▶ [RECORDS]
________________________________________

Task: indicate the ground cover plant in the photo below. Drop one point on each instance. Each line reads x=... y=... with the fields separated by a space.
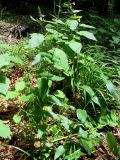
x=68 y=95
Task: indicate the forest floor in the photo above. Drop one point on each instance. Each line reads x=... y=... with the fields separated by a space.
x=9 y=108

________________________________________

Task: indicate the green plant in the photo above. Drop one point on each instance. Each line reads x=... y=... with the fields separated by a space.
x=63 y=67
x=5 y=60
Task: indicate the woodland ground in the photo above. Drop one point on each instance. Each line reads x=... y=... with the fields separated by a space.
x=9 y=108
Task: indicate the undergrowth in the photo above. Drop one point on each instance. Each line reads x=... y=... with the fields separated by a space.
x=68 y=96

________________________________________

▶ [TASK PROMPT] Find every line in the records above that contains the word "ground" and copy each such line in full.

▶ [RESULT]
Task: indicate the ground cover plant in the photo below. Drop one point on each instance. Each line reads x=... y=... with the fields separated by a space.
Task: indicate the woodland ground in the photo above. Drop one point on each instance. Each line reads x=... y=... with the fields separated by a space.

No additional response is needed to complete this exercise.